Questions to answer ::
A) In the article on ACA benchmark premiums, which three Medicaid insurers led the group that was almost always among the lowest-cost plans?
B) From the article on ACA benchmark premiums, return the passage starting at "Photo: Cavan Images/Getty" and ending at "insurers typically participate.".

Excerpt provided ::
Average ACA benchmark premiums up 3.4%
The report also found that the more insurers, the lower the benchmark premiums, and vice versa.
Photo: Cavan Images/Getty Images
Average Affordable Care Act benchmark premiums have increased 3.4% for the 2023 coverage year according to a new analysis from the Robert Wood Johnson Foundation.
It also found that premiums are greatly affected by the number of insurers competing in the rating region: The more insurers, the lower the benchmark premiums, and vice versa. For example, a region with one or two insurers had premiums that averaged $128 and $119 higher than regions with five or more insurers.
States with reinsurance waivers have lower published premiums because insurers receive some reinsurance payments in lieu of premium payments, the analysis found. And states that have adopted a state-based Marketplace tend to have lower premiums. Benchmark premiums also tend to be lower in urban areas, where more insurers typically participate.
Focusing on premium increases between 2022 and 2023, RWJF found that increases in the number of insurers in the rating region were associated with smaller increases in benchmark premiums. Plus, rating regions in states with Medicaid expansion, state-based marketplaces, and reinsurance programs also had smaller premium increases.
WHAT'S THE IMPACT
Examining changes in insurer participation, the analysis found increased entry among major commercial insurers such as UnitedHealthcare, Aetna, Cigna and Oscar in the last seven years. This growth follows earlier years in the ACA, when Medicaid insurers expanded their participation.
It also found increases in the number of provider-sponsored plans, as well as considerable movement toward health maintenance organizations, including exclusive provider organizations, and other closed network products: Almost all benchmark premiums are plans offered by HMOs as opposed to preferred provider organizations, point-of-service plans and other similar network types with out-of-network coverage.
Looking at localities in 43 rating regions in 28 states to focus on changes at the individual market level, RWJF found that Medicaid insurers led by Centene, CareSource and Molina were almost always among the lowest-cost plans offered in each market in which such a plan participates.
Most of these urban markets had six or more insurers. The competition has generally resulted in lower premiums, the analysis found.
Increased participation by large commercial insurers appears to have a significant effect on benchmark premiums and growth rates. Often, large commercial insurers had participated in the marketplace earlier but with high premiums; these insurers left but are now reentering with more competitive premiums and, likely, narrower networks.
RWJF also found that rural areas and smaller cities typically have two or three insurers, and many of these markets seem to show genuine competition despite fewer insurers. Some of these markets, however, have a dominant Blue Cross Blue Shield plan, little insurer competition, and high premiums. Insurers in many rural areas and smaller cities, including Blue Cross Blue Shield, face difficulty in negotiating payment rates with providers, which results in higher premiums, according to the analysis.
THE LARGER TREND
The report concluded that competition in most markets has kept premiums low and annual increases modest, resulting in lower costs for both households and the federal government. This is particularly true in urban markets with several competitors, including Medicaid and provider-sponsored plans.
Competition has been less robust in small cities and rural areas. Premiums have been kept low partly because insurers have developed narrow network plans with providers willing to accept lower payment rates. Narrow networks are not necessarily a problem. But the looming issue is whether the resulting low premiums are also associated with provider networks that are in some ways inadequate, according to the report.

Data for review ::
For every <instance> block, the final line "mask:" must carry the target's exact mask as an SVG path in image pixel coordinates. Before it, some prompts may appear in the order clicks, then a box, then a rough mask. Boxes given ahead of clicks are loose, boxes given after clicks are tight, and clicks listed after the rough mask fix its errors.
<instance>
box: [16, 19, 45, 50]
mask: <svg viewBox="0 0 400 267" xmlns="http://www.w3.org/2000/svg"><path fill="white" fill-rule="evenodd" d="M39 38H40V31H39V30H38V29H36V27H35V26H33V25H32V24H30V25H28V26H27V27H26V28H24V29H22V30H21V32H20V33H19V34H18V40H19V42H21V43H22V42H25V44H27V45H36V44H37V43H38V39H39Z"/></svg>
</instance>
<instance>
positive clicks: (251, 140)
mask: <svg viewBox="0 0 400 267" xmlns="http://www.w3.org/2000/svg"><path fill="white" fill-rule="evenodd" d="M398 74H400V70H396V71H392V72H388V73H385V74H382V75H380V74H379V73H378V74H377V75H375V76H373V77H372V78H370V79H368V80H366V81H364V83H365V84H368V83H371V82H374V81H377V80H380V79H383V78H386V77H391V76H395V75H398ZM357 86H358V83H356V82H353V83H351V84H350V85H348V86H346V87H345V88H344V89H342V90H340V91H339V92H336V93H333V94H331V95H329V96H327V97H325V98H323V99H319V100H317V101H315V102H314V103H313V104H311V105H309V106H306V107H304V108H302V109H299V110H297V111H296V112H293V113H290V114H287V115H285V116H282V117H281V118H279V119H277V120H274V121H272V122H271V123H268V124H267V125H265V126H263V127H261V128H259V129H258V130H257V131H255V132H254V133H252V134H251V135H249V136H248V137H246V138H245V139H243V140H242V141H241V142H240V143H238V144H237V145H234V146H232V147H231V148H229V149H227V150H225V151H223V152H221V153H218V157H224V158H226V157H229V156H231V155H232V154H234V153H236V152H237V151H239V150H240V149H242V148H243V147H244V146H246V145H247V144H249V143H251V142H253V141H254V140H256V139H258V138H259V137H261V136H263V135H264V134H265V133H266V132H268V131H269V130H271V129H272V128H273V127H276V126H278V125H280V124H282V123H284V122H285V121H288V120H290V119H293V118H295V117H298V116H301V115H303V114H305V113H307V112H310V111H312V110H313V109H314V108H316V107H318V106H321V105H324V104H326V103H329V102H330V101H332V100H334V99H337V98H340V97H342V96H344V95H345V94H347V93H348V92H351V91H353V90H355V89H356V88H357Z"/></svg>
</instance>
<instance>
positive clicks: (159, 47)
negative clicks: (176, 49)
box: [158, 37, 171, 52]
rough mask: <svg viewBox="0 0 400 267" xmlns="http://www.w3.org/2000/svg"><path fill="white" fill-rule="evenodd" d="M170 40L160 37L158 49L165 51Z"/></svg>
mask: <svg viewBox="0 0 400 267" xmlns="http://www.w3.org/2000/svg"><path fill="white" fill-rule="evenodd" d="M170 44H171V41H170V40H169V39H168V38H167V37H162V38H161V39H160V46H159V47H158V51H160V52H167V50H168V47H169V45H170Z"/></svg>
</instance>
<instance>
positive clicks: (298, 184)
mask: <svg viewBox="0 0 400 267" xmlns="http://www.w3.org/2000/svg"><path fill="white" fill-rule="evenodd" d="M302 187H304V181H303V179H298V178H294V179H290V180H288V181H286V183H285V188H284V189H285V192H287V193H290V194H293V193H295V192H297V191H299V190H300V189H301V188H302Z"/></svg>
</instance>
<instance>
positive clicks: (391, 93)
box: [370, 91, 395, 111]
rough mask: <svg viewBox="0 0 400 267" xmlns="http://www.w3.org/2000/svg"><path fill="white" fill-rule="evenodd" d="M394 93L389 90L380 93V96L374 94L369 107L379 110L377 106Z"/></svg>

Task answers ::
A) Centene, CareSource and Molina

B)
Photo: Cavan Images/Getty Images
Average Affordable Care Act benchmark premiums have increased 3.4% for the 2023 coverage year according to a new analysis from the Robert Wood Johnson Foundation.
It also found that premiums are greatly affected by the number of insurers competing in the rating region: The more insurers, the lower the benchmark premiums, and vice versa. For example, a region with one or two insurers had premiums that averaged $128 and $119 higher than regions with five or more insurers.
States with reinsurance waivers have lower published premiums because insurers receive some reinsurance payments in lieu of premium payments, the analysis found. And states that have adopted a state-based Marketplace tend to have lower premiums. Benchmark premiums also tend to be lower in urban areas, where more insurers typically participate.